> [Written exercise]
Please substitute "instruction" for "directive" and reproduce only the records from their start through the line containing "Give the mask of every instance of the dry", leaving everything else unchanged.

== Record list ==

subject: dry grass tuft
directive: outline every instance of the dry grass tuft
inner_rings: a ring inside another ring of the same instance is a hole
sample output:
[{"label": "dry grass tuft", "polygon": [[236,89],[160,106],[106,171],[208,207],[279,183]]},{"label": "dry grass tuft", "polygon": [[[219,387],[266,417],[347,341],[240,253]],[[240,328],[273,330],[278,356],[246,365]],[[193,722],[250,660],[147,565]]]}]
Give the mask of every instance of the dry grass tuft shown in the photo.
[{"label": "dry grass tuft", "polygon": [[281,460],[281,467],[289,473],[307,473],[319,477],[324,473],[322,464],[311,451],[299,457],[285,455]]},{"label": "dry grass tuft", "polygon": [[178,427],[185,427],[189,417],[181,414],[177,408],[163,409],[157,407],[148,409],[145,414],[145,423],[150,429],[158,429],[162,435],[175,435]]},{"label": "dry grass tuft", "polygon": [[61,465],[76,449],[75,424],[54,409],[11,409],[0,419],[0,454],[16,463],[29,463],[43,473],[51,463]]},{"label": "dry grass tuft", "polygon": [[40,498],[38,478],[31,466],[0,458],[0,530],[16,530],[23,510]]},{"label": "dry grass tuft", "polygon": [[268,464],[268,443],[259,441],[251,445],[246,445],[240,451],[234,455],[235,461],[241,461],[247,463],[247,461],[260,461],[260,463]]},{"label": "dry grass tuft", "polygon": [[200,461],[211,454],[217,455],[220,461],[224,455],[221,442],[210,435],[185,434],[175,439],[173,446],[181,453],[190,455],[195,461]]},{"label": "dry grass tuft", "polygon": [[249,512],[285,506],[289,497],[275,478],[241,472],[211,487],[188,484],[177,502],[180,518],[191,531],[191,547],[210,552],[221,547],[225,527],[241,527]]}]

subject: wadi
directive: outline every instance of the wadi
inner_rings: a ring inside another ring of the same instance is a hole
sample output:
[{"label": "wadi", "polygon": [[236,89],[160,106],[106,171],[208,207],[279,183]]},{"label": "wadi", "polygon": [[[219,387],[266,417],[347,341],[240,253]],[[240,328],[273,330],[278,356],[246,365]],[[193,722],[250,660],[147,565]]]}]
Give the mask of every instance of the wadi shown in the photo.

===

> [Exercise result]
subject: dry grass tuft
instruction: outline every instance of the dry grass tuft
inner_rings: a ring inside another ring of the same instance is a hole
sample output:
[{"label": "dry grass tuft", "polygon": [[236,89],[160,106],[106,171],[208,207],[279,183]]},{"label": "dry grass tuft", "polygon": [[[219,387],[266,417],[347,341],[240,253]],[[240,328],[273,330],[278,356],[246,365]],[[193,722],[250,660],[147,565]]]}]
Give the mask of every instance of the dry grass tuft shown in the photo.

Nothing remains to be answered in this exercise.